TASK DESCRIPTION: Find the line that contains "Where can the tree trunk" and print it and every line after it, exactly, please.

Records from a data source
################
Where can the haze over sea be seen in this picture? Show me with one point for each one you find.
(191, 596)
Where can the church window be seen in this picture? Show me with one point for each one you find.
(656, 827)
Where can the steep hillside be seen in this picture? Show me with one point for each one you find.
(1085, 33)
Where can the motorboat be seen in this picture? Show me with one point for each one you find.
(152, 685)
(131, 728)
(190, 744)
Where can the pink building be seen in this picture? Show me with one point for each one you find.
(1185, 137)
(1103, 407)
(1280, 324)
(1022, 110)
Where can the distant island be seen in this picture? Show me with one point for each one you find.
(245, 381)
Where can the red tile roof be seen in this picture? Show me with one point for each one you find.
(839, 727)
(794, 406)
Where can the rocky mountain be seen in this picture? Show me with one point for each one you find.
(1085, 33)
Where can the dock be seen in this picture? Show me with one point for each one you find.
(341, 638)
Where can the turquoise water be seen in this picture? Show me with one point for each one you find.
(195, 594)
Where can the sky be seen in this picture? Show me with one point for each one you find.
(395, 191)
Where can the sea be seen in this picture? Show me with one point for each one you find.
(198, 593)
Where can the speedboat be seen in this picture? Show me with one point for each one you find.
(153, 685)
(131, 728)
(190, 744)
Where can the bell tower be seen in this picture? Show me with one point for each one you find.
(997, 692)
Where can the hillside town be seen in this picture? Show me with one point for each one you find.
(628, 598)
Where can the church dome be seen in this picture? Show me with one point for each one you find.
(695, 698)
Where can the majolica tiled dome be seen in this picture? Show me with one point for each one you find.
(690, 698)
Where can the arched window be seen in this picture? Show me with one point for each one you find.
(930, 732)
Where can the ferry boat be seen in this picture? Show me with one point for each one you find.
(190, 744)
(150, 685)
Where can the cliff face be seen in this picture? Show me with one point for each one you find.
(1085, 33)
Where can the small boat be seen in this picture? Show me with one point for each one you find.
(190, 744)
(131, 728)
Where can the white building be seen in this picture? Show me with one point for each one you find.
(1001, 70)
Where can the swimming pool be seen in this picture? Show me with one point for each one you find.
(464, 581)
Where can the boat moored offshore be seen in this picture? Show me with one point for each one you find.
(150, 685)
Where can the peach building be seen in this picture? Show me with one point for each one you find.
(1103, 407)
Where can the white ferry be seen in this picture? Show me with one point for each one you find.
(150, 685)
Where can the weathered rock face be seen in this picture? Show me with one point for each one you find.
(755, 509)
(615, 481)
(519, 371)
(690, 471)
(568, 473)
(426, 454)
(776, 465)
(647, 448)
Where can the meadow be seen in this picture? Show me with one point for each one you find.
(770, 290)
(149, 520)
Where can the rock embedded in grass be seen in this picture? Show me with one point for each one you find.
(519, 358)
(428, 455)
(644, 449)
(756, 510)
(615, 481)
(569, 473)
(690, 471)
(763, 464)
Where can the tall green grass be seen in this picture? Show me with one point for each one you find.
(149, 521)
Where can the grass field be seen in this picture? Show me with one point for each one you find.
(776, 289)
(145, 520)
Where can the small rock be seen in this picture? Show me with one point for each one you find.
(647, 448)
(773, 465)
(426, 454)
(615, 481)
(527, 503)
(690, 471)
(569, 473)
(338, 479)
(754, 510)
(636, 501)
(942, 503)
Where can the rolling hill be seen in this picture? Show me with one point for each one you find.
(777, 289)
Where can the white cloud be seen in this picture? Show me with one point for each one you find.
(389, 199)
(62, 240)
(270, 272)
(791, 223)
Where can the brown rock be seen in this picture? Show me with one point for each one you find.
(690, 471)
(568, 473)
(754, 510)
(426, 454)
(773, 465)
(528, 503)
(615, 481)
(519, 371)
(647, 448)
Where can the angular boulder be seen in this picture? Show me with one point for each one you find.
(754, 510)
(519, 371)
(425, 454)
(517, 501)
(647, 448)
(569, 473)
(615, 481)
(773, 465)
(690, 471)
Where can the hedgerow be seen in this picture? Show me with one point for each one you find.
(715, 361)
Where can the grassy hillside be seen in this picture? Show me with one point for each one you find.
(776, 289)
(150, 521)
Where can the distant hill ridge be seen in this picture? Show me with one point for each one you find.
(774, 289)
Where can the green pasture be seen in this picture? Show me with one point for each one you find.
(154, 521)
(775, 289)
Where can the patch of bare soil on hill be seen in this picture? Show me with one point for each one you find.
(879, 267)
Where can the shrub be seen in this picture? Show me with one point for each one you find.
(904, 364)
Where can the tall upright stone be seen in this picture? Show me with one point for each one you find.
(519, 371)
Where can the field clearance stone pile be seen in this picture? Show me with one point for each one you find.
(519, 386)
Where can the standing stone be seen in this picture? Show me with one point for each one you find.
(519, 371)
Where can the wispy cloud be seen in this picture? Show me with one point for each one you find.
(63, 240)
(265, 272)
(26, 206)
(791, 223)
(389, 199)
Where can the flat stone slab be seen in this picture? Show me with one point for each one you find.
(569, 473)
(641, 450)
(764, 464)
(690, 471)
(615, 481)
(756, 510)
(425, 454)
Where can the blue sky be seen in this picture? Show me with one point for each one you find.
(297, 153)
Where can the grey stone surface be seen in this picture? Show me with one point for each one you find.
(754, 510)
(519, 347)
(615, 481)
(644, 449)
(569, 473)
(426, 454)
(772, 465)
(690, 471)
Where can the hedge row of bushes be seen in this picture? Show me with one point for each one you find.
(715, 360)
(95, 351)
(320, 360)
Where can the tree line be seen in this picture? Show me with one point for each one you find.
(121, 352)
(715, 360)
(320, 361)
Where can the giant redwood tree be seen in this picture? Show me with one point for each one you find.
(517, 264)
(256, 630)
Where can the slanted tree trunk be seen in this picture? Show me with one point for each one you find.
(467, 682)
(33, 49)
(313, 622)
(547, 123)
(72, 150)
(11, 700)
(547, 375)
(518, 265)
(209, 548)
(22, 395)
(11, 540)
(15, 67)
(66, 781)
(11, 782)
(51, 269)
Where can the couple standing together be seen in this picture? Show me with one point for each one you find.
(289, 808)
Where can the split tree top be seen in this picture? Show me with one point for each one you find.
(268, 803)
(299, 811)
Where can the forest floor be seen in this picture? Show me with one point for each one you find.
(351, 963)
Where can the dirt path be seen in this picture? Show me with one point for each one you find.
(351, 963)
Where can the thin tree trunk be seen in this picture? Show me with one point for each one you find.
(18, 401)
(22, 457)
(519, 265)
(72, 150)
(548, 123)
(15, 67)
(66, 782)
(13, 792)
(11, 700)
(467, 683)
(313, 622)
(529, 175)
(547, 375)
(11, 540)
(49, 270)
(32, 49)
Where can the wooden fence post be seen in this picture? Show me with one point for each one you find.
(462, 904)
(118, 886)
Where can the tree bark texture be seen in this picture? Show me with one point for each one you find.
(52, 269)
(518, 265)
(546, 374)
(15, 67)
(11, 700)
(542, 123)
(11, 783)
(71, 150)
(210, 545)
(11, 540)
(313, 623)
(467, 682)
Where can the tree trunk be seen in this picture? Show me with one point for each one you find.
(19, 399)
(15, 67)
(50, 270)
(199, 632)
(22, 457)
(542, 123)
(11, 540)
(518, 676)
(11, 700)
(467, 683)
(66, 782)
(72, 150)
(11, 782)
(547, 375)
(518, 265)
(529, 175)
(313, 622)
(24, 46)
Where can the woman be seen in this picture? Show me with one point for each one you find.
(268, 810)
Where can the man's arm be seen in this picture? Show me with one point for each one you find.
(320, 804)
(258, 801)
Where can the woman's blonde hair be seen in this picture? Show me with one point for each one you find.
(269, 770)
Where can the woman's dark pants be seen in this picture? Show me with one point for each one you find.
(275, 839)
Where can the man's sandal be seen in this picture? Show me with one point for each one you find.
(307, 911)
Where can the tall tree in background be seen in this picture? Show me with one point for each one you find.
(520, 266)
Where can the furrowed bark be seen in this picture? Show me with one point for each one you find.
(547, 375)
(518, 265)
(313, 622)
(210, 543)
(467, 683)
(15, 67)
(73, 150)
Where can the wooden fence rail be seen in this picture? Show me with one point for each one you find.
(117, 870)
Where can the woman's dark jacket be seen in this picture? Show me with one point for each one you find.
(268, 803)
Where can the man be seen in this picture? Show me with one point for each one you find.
################
TASK SOLUTION:
Where can the tree trunk be seen in this picture? Show me with one point for each one you find.
(19, 399)
(15, 67)
(50, 270)
(199, 632)
(22, 457)
(542, 123)
(11, 540)
(518, 676)
(11, 700)
(467, 683)
(66, 782)
(72, 150)
(11, 782)
(547, 375)
(518, 265)
(529, 175)
(313, 622)
(24, 46)
Where can the woman be seen in this picture? Show me with one point for each one you find.
(268, 810)
Where can the man's arm be seen in this picture? Show me with one point for each one you find.
(320, 804)
(258, 801)
Where can the woman's blonde hair be seen in this picture? Show me with one point for each one you find.
(269, 770)
Where can the woman's dark pants be seen in this picture? Show me with one point for each one you find.
(275, 839)
Where can the man's sandal be seen in this picture? Show me with one point for each one you find.
(307, 911)
Where can the tall tree in background be seen in this picture? Show me with one point for each one you find.
(520, 266)
Where can the furrowed bark be seen in this picture? Show me with one point for each one you find.
(547, 375)
(518, 265)
(313, 622)
(210, 543)
(467, 683)
(15, 67)
(73, 150)
Where can the wooden fence rail be seen in this picture? Show me with one point for each one you find.
(117, 870)
Where can the woman's dark jacket be seen in this picture? Show me with one point for each one you find.
(268, 803)
Where can the man be seen in this picture? Show me with one point for each one you find.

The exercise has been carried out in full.